Annotation dataset entries:
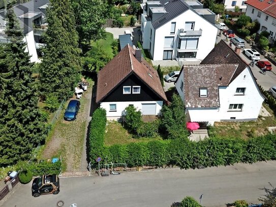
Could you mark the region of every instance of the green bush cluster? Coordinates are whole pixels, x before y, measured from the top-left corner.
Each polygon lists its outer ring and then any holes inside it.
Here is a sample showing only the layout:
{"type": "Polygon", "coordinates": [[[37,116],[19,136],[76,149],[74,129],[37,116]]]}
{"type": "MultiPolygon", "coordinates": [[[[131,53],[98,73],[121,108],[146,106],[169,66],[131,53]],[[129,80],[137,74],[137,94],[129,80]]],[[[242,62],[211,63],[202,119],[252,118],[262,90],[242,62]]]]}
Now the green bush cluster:
{"type": "Polygon", "coordinates": [[[29,183],[33,179],[33,174],[29,169],[21,170],[19,173],[19,181],[21,183],[26,184],[29,183]]]}
{"type": "Polygon", "coordinates": [[[103,108],[98,108],[93,113],[90,122],[89,132],[89,158],[95,161],[104,153],[104,135],[106,125],[106,111],[103,108]]]}
{"type": "Polygon", "coordinates": [[[62,163],[60,161],[52,163],[42,162],[39,164],[32,164],[28,166],[34,176],[41,176],[44,174],[59,174],[61,171],[62,163]]]}

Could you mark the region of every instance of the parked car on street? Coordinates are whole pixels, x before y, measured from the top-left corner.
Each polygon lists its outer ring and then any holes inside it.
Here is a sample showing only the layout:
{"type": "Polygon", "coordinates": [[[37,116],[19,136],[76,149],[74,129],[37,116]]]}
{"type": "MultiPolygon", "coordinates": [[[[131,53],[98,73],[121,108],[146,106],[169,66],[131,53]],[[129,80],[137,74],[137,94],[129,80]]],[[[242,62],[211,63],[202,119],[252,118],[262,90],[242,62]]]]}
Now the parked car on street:
{"type": "Polygon", "coordinates": [[[77,100],[71,100],[68,104],[64,114],[64,119],[66,121],[74,121],[80,108],[80,103],[77,100]]]}
{"type": "Polygon", "coordinates": [[[168,82],[175,82],[178,77],[180,71],[173,71],[171,73],[169,73],[167,75],[166,75],[165,76],[164,80],[165,81],[168,82]]]}
{"type": "Polygon", "coordinates": [[[261,58],[261,54],[255,49],[244,49],[242,52],[250,60],[255,60],[256,61],[261,58]]]}
{"type": "Polygon", "coordinates": [[[276,86],[271,87],[268,90],[268,93],[271,96],[276,98],[276,86]]]}
{"type": "Polygon", "coordinates": [[[59,192],[59,179],[56,174],[42,175],[33,181],[32,195],[34,197],[49,194],[56,195],[59,192]]]}
{"type": "Polygon", "coordinates": [[[125,35],[130,35],[130,39],[131,41],[133,40],[133,37],[132,37],[132,33],[131,33],[131,32],[130,32],[130,30],[127,29],[125,31],[125,35]]]}
{"type": "Polygon", "coordinates": [[[223,22],[220,22],[220,29],[226,29],[226,25],[223,22]]]}
{"type": "Polygon", "coordinates": [[[266,70],[271,70],[271,64],[267,61],[258,61],[256,65],[259,66],[260,68],[265,67],[266,70]]]}
{"type": "Polygon", "coordinates": [[[230,40],[233,44],[237,46],[243,47],[244,46],[244,41],[241,38],[233,37],[230,40]]]}
{"type": "Polygon", "coordinates": [[[232,38],[232,37],[235,37],[235,34],[234,32],[231,29],[225,29],[223,31],[223,34],[226,37],[229,38],[232,38]]]}

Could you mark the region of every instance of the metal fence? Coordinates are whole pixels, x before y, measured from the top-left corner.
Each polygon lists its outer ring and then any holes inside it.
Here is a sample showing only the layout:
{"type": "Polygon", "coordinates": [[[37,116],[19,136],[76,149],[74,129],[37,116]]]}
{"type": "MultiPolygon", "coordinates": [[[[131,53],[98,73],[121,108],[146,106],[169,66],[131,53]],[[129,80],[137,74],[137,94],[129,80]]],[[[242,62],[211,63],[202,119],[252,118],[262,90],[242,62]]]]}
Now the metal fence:
{"type": "Polygon", "coordinates": [[[88,165],[89,171],[91,174],[100,174],[103,172],[107,171],[126,171],[127,170],[127,163],[108,163],[91,164],[91,162],[88,165]]]}
{"type": "Polygon", "coordinates": [[[64,99],[63,101],[62,101],[60,105],[59,105],[59,106],[58,107],[58,108],[57,109],[57,110],[56,110],[54,112],[54,116],[52,118],[51,122],[50,122],[51,124],[52,125],[54,124],[56,122],[57,120],[58,119],[58,117],[59,116],[59,115],[60,115],[60,113],[62,112],[62,111],[63,109],[63,106],[66,101],[66,99],[64,99]]]}

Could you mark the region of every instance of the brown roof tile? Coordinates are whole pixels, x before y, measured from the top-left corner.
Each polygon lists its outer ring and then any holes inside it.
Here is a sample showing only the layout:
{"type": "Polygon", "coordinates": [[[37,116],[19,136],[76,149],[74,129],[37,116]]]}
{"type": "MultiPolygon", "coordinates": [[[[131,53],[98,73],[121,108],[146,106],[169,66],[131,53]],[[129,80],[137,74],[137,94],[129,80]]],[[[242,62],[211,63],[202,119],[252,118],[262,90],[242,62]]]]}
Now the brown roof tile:
{"type": "Polygon", "coordinates": [[[209,64],[238,64],[229,83],[248,66],[223,40],[221,40],[200,63],[200,65],[209,64]]]}
{"type": "Polygon", "coordinates": [[[135,73],[164,101],[167,101],[157,71],[142,58],[135,57],[135,49],[125,47],[98,75],[96,102],[101,101],[113,89],[132,73],[135,73]]]}
{"type": "Polygon", "coordinates": [[[219,86],[227,86],[238,64],[203,65],[183,67],[185,106],[220,106],[219,86]],[[200,97],[199,88],[207,87],[208,96],[200,97]]]}

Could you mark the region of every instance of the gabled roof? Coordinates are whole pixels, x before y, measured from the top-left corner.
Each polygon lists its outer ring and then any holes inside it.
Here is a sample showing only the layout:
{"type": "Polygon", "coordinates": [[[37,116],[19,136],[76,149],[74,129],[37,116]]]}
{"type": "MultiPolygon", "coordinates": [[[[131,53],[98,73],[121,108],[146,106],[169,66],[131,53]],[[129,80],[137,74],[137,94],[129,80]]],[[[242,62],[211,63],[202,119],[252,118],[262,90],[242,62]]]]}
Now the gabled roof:
{"type": "Polygon", "coordinates": [[[246,4],[262,12],[276,18],[276,1],[275,0],[248,0],[246,4]]]}
{"type": "Polygon", "coordinates": [[[200,65],[208,64],[238,64],[238,67],[229,83],[248,66],[248,64],[223,40],[221,40],[200,63],[200,65]]]}
{"type": "Polygon", "coordinates": [[[150,66],[143,57],[141,63],[138,61],[135,53],[135,50],[128,44],[99,72],[96,102],[101,101],[133,74],[164,101],[167,101],[157,70],[150,66]]]}
{"type": "Polygon", "coordinates": [[[159,0],[159,2],[165,7],[167,13],[152,22],[152,26],[155,29],[190,9],[183,0],[159,0]]]}
{"type": "Polygon", "coordinates": [[[220,107],[219,86],[228,86],[238,64],[202,65],[183,67],[185,104],[188,108],[220,107]],[[207,88],[200,97],[199,88],[207,88]]]}

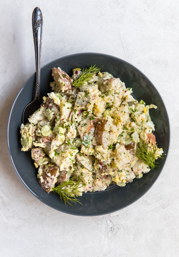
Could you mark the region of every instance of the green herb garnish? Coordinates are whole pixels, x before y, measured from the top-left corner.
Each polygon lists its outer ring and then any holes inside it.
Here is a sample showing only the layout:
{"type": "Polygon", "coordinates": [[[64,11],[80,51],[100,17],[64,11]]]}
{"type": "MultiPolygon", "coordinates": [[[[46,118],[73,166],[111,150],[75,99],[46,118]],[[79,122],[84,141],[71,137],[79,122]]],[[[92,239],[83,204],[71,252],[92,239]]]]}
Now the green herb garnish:
{"type": "Polygon", "coordinates": [[[92,65],[89,69],[84,69],[83,68],[82,70],[82,73],[78,79],[74,81],[71,84],[72,85],[75,87],[82,87],[83,85],[92,78],[93,76],[96,73],[99,72],[100,69],[97,67],[95,67],[96,64],[92,67],[92,65]]]}
{"type": "Polygon", "coordinates": [[[80,202],[79,200],[77,198],[75,195],[78,194],[78,193],[81,192],[78,189],[83,186],[81,182],[83,178],[81,178],[75,181],[75,180],[78,179],[78,178],[74,177],[65,181],[56,187],[53,187],[51,191],[56,194],[60,196],[61,199],[62,201],[64,201],[65,205],[67,203],[72,206],[69,201],[75,204],[77,202],[79,202],[81,204],[82,204],[80,202]]]}
{"type": "MultiPolygon", "coordinates": [[[[150,168],[153,170],[156,167],[159,167],[155,160],[155,153],[157,149],[157,145],[153,146],[153,149],[150,149],[146,143],[143,140],[140,141],[138,143],[136,149],[134,150],[135,155],[139,159],[142,160],[146,164],[148,165],[150,168]]],[[[158,158],[162,158],[162,154],[158,156],[158,158]]]]}

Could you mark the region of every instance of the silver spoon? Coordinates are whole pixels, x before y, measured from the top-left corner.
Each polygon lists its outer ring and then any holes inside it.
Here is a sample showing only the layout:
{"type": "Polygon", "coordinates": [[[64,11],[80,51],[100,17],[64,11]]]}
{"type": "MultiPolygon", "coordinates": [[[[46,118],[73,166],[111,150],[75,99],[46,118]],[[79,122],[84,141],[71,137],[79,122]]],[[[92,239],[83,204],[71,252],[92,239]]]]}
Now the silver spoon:
{"type": "Polygon", "coordinates": [[[32,13],[32,29],[35,55],[36,90],[34,100],[27,105],[24,110],[22,118],[23,124],[28,122],[29,116],[38,110],[41,103],[39,93],[43,18],[42,12],[38,7],[36,7],[32,13]]]}

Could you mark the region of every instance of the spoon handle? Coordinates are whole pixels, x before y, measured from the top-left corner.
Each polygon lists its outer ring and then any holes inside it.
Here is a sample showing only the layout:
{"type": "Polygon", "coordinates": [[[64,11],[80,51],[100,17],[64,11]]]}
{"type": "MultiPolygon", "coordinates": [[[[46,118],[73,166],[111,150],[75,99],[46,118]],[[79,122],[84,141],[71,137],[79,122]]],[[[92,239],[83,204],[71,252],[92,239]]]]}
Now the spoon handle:
{"type": "Polygon", "coordinates": [[[43,18],[42,12],[38,7],[35,7],[32,13],[32,29],[35,48],[36,66],[36,91],[35,99],[39,101],[43,18]]]}

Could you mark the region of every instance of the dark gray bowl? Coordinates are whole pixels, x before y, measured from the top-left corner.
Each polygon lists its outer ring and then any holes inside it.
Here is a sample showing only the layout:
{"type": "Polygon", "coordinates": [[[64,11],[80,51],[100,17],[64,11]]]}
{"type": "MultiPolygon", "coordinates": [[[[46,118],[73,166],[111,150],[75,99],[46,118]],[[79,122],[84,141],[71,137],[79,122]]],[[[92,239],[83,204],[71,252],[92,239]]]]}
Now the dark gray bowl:
{"type": "Polygon", "coordinates": [[[120,210],[133,203],[147,192],[158,177],[164,166],[169,150],[170,138],[169,120],[163,101],[157,90],[148,79],[131,64],[116,57],[99,53],[77,54],[69,55],[48,63],[42,68],[40,95],[41,98],[51,91],[49,82],[53,81],[52,68],[60,67],[70,75],[73,69],[88,67],[96,64],[102,72],[108,71],[114,77],[120,77],[126,87],[132,88],[133,95],[138,100],[142,99],[147,104],[158,107],[150,114],[155,125],[155,132],[159,147],[166,154],[160,160],[160,167],[144,174],[142,178],[135,179],[124,187],[109,186],[102,192],[84,193],[80,198],[83,205],[65,206],[53,192],[47,194],[37,181],[37,169],[34,165],[31,151],[21,150],[20,132],[23,111],[35,95],[35,74],[25,82],[18,93],[11,110],[7,125],[7,143],[13,167],[21,181],[38,199],[52,208],[63,212],[80,216],[96,216],[120,210]],[[86,198],[86,200],[85,200],[86,198]]]}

What you will do: Copy the lines from the item above verbatim, starting at the line containing "green herb garnish?" and ending after the line containing "Now the green herb".

Correct response:
Could you mark the region of every instance of the green herb garnish? Coordinates are whole pixels, x before y, measured from the top-left corner.
Each polygon lists its outer ring and then any holes inside it.
Here is a sample showing only the layout:
{"type": "Polygon", "coordinates": [[[64,11],[80,51],[100,17],[64,11]]]}
{"type": "MultiPolygon", "coordinates": [[[[46,118],[73,166],[111,150],[75,99],[46,118]],[[79,122],[84,141],[71,137],[79,122]]],[[[92,239],[83,204],[71,252],[92,239]]]]}
Now the green herb garnish:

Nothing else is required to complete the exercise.